--- Directions for this task ---
Your copy should repeat each record below exactly and contain no images.

--- Listed entries ---
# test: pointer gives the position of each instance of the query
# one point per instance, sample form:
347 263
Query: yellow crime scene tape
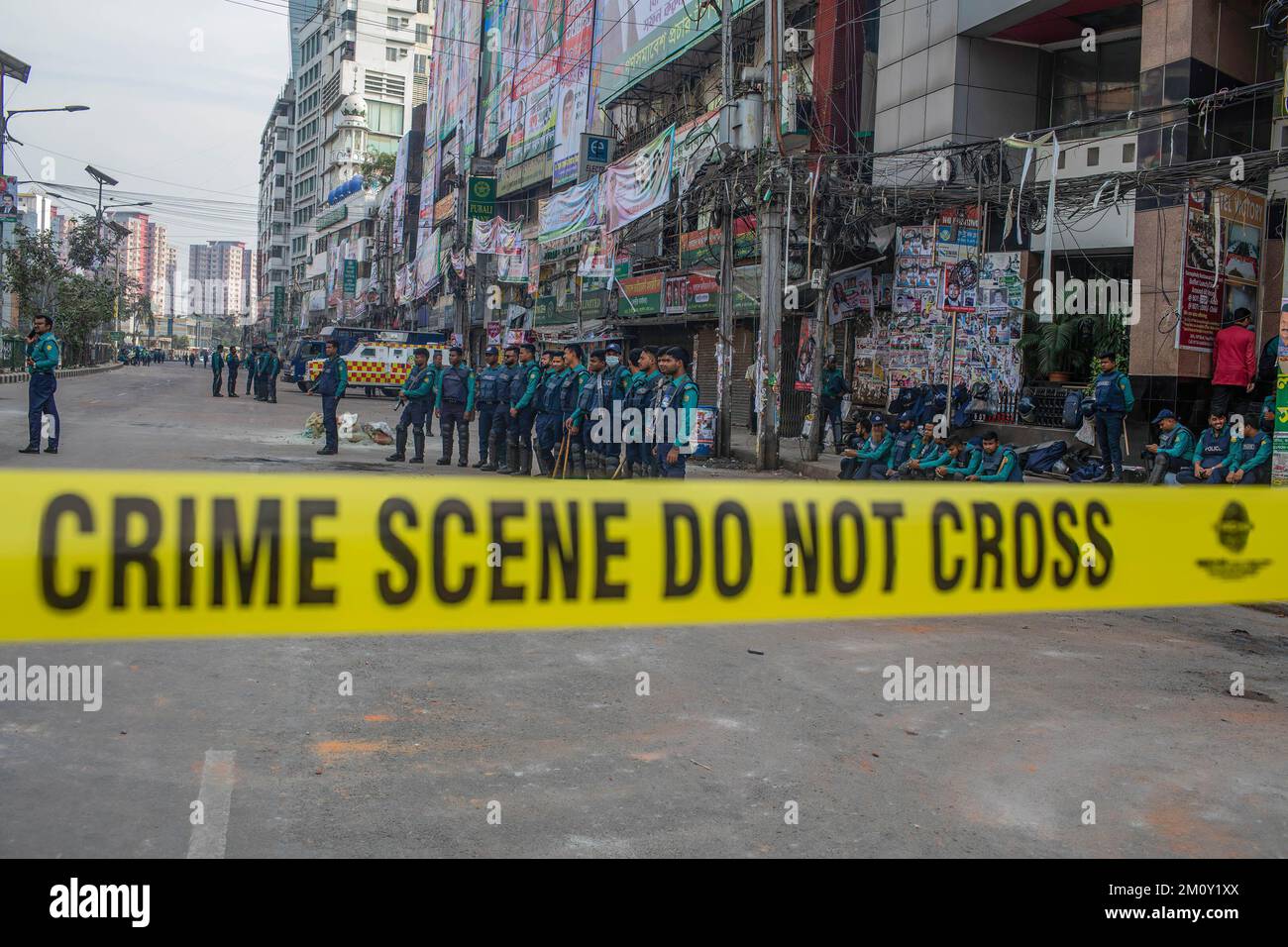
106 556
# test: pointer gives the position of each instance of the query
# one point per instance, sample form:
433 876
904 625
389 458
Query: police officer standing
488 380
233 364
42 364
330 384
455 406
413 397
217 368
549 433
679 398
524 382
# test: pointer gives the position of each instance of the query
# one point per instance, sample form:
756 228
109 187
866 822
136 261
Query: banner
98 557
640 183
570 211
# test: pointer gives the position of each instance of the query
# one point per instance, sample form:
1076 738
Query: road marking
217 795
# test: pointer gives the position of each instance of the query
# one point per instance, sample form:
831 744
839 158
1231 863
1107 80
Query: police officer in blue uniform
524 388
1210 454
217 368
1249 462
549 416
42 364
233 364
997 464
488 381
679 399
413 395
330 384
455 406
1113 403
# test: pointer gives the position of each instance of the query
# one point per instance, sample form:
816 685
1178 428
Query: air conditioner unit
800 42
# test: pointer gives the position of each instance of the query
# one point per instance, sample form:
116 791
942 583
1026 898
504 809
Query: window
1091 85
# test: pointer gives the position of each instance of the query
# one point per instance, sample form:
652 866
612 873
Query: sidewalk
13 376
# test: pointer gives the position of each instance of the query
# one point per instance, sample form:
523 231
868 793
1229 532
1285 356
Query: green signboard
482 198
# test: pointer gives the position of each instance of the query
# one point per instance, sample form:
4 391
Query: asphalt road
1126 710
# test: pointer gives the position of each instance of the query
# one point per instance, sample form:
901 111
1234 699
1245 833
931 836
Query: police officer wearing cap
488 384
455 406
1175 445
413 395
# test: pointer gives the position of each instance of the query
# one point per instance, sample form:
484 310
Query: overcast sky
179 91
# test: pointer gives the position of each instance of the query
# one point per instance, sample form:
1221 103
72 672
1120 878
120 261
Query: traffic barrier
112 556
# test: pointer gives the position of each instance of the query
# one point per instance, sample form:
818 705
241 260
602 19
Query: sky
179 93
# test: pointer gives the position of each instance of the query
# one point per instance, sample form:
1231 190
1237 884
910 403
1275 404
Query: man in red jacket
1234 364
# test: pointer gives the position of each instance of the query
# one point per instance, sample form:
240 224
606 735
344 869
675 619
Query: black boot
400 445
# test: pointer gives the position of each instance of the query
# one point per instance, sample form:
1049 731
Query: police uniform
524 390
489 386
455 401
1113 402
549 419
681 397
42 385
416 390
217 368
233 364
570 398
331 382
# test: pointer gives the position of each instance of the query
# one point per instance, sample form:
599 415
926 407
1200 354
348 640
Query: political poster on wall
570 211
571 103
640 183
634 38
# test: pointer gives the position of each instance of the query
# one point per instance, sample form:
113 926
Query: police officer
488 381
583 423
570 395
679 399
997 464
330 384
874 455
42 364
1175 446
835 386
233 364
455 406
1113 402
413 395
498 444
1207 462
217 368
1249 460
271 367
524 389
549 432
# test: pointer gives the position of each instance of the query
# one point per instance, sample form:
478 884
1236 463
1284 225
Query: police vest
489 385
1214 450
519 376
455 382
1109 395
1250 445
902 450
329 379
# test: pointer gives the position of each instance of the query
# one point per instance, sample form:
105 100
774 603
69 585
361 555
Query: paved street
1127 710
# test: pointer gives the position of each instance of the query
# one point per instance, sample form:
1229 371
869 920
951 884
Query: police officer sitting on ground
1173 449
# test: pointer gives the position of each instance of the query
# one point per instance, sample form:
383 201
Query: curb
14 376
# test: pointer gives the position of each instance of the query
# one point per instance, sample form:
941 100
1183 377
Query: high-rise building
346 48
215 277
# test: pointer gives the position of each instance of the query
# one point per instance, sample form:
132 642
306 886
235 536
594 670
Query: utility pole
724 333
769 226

--- Task solution ---
# test: pointer gives the position of each instance of the query
# one point per instance, sample form:
347 263
Query: yellow crime scene tape
106 556
# test: pointer gives the position of each instance of the query
# one point per instance, sample form:
433 876
904 625
389 458
Query: police officer standing
488 380
233 364
42 364
330 384
455 406
413 397
217 368
549 433
679 398
524 382
# test: pointer gives the position of each instance of the query
# one point per instance, sample form:
756 228
109 187
866 822
136 261
Query: banner
98 557
640 183
570 211
# test: pointer gives the position of each instance of the query
# one point per instance, sample form:
1076 738
Query: road marking
217 795
# test: pointer gives the position of each instance of the query
# one point per instance, sample form:
831 744
839 158
1231 863
1107 80
Query: police officer in blue uniform
524 388
1210 454
217 368
1249 462
549 416
42 364
233 364
997 464
488 381
679 399
413 395
330 384
455 406
1113 403
# test: pointer gives the position of each instance of the query
# one point per instance, sample form:
816 685
1178 428
Query: air conditioner unit
800 42
# test: pointer gives the position of each instance of the query
# one point per instance, sample form:
116 791
942 583
1026 898
504 809
Query: window
1091 85
# test: pointer gives the position of each instance of the query
# one point per instance, sample form:
652 866
612 873
Query: sidewalk
13 376
# test: pointer gives the position of each instance of the query
# one point per instance, sample form:
523 231
868 793
1229 532
1285 356
Query: green signboard
482 198
# test: pointer gives the position of each instance of the query
# one point per instance, sample form:
4 391
Query: asphalt road
1126 710
# test: pointer gives the position of each instance of the query
# one point per instance, sample form:
901 111
1234 699
1245 833
931 836
Query: police officer wearing cap
488 384
455 406
1175 445
413 395
# test: pointer gives the position of each instance of the query
# one point per instance, sample form:
484 310
Query: overcast sky
179 91
# test: pointer gives the position of each instance of the query
# one point per instance, sample form:
1221 103
72 672
1120 878
120 261
Query: traffic barrier
112 556
# test: pointer gives the position of each instance of the query
# one point per instance, sample form:
818 705
241 260
602 19
Query: sky
179 93
# test: pointer gives the position of each instance of the query
# one point per instance, sample form:
1231 190
1237 884
910 403
1275 404
Query: man in red jacket
1234 364
# test: pointer gives the position of each instance of the query
# one point per instance, sample form:
240 224
606 735
344 869
675 619
Query: black boot
400 445
# test: pointer gives the position of each instance of the query
# one point per instance, sample form:
1049 731
Query: police uniform
524 390
489 386
455 401
1113 402
549 419
681 397
42 385
416 390
217 368
233 364
570 398
331 382
# test: pointer gives the position of each instance of the query
# one point per instance, sample form:
599 415
926 407
1200 354
348 640
Query: political poster on wall
570 211
571 103
640 183
634 38
# test: pointer gives the position of each instance of the query
# one point per instance, sample form:
113 926
Query: police officer
488 381
583 423
570 395
679 399
997 464
330 384
874 455
42 364
1175 446
835 386
233 364
455 406
1113 402
413 395
498 444
1207 462
217 368
1249 460
271 367
524 389
549 432
# test: pointer gives the position of each instance of the query
# one point per instance, sample form:
478 884
1236 463
1284 225
Query: police vest
489 385
1214 450
519 376
455 382
1109 395
1250 445
902 450
329 379
# test: pointer gives the position of each instance of the query
# one point per instance, sample form:
105 100
774 603
69 585
361 555
Query: paved street
1127 710
# test: pointer gives the position of each instance of the query
# one point per instance, sample form:
1229 371
869 920
951 884
Query: police officer sitting on ground
1173 449
# test: pointer gives the position of each instance of the query
# one point per instance, sample form:
383 201
Query: curb
14 376
# test: pointer gives the position of each instance of the query
# one point per instance, sample form:
941 100
1183 377
Query: high-rise building
346 48
215 277
# test: pointer gives the position of each instance of the query
# one point per instance, sample form:
132 642
306 886
235 536
594 670
Query: utility pole
724 333
769 226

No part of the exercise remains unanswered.